- EXERCISE GOAL: Restate the full set of records exactly, word for word.

[Records from a data collection]
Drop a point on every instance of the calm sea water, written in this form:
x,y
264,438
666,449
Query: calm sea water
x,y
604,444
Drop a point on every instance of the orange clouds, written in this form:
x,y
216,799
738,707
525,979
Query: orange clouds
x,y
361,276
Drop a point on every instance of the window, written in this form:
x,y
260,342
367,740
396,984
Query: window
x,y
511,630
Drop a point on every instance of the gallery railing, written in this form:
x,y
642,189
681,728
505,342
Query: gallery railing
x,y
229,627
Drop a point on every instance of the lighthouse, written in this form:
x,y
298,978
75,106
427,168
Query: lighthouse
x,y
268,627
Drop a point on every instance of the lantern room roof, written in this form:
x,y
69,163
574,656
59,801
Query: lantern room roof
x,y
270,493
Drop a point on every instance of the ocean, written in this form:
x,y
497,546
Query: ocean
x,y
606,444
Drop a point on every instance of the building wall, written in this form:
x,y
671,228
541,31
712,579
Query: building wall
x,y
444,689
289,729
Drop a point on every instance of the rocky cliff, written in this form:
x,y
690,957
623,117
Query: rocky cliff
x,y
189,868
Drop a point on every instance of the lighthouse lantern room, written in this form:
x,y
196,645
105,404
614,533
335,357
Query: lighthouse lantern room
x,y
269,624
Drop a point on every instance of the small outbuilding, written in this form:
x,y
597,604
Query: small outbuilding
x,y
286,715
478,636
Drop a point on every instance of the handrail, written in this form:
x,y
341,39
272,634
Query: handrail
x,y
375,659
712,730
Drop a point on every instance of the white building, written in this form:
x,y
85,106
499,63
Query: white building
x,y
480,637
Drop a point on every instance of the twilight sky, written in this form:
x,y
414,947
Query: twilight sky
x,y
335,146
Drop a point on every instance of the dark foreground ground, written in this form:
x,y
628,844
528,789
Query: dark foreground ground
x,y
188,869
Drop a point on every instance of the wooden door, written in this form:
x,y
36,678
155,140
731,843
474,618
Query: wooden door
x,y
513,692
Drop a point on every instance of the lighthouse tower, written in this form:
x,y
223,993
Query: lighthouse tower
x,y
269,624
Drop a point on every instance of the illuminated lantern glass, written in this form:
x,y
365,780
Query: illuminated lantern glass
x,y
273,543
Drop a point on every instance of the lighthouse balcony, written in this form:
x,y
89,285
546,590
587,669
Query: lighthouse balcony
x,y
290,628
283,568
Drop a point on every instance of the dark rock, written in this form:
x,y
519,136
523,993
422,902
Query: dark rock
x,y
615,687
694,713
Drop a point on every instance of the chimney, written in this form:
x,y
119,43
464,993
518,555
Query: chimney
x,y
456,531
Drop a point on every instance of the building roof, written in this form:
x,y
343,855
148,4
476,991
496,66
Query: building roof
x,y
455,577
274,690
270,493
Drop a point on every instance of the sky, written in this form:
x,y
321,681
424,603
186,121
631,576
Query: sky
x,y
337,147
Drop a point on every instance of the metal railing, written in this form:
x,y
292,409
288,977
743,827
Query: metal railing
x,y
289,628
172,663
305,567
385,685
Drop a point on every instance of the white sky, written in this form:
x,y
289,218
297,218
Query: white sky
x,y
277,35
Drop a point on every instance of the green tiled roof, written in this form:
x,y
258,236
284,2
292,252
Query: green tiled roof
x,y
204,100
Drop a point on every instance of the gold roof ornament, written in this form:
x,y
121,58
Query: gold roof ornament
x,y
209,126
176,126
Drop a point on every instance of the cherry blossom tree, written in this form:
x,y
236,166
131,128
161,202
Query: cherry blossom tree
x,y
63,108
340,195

- EXERCISE OUTPUT:
Drop a point on every instance of the calm sea water, written in this form:
x,y
264,438
666,449
Query: calm sea water
x,y
604,444
Drop a point on every instance of the orange clouds, written in this form:
x,y
216,799
738,707
525,979
Query: orange clouds
x,y
361,276
Drop a point on every instance of the window, written in this form:
x,y
260,342
367,740
396,984
Query: window
x,y
511,630
Drop a point on every instance of the gallery railing, written in this form:
x,y
642,189
681,728
505,342
Query: gallery railing
x,y
229,627
Drop a point on every instance of the lighthouse, written in this form:
x,y
298,978
75,106
427,168
Query: lighthouse
x,y
268,627
Drop a point on every instance of the lantern room roof, written in this form:
x,y
69,163
574,656
59,801
Query: lantern room roof
x,y
270,493
Drop a point on every instance of the ocean, written in this form:
x,y
497,546
Query: ocean
x,y
606,444
Drop a point on every instance of the building wall, written in this form:
x,y
671,228
541,31
712,579
Query: building wall
x,y
444,689
289,729
Drop a point on every instance of the rocky cliff, written in this form:
x,y
690,957
623,117
Query: rocky cliff
x,y
189,868
Drop a point on every instance of the lighthouse lantern room, written in this form:
x,y
196,645
105,404
614,533
335,357
Query: lighthouse lantern room
x,y
269,624
Drop a point on every instance of the small outbuilding, written in this form:
x,y
597,604
Query: small outbuilding
x,y
286,715
478,636
Drop a point on every instance of the handrail, written in this form:
x,y
341,39
272,634
Query: handrail
x,y
375,659
712,730
Drop a point on every instance of the white building, written in this form:
x,y
85,106
499,63
Query: white building
x,y
480,637
Drop a point on every instance of the twilight sky, written in this form:
x,y
414,947
Query: twilight sky
x,y
335,146
Drop a point on every instance of the dark foreground ground, written in this form:
x,y
628,844
528,789
Query: dark foreground ground
x,y
188,869
Drop a point on every instance of the wooden door, written in this form:
x,y
36,678
155,140
731,843
474,618
Query: wooden door
x,y
513,692
Drop a point on every instance of the lighthouse tower, written in this form:
x,y
223,993
Query: lighthouse tower
x,y
269,624
Drop a point on every instance of the illuminated lantern glass, written in this form:
x,y
365,780
Query: illuminated lantern glass
x,y
273,543
Drop a point on every instance of the lighthouse balcony, written in this form:
x,y
89,285
546,590
587,669
Query: lighthouse balcony
x,y
290,628
283,568
Drop a point on every instance of the dark rock, written in this form:
x,y
519,136
523,993
422,902
Query: dark rock
x,y
615,687
694,713
Drop a point on every instance of the chimney, written in this form:
x,y
119,43
464,993
518,555
Query: chimney
x,y
456,531
Drop a point on every instance of the building roof, written in this form:
x,y
343,855
148,4
476,991
496,66
Query: building roof
x,y
455,577
274,690
270,493
Drop a point on every instance of the sky, written in this form:
x,y
321,681
424,603
186,121
631,576
Query: sky
x,y
337,147
Drop a point on every instance of the metal railing, written in this form:
x,y
292,409
288,977
743,827
Query: metal railing
x,y
289,628
172,663
305,567
385,685
Drop a point on every instance of the white sky, written in this form:
x,y
289,218
297,218
Query: white sky
x,y
277,35
Drop a point on every instance of the green tiled roof, written in this form:
x,y
258,236
284,2
292,252
Query: green tiled roof
x,y
204,100
Drop a point on every instance of the gold roof ornament, written in this form:
x,y
121,58
Query: gold roof ornament
x,y
209,126
176,126
Drop a point on every instance of the cherry blossom tree, written in this form:
x,y
236,166
131,128
161,202
Query: cherry blossom tree
x,y
63,108
340,195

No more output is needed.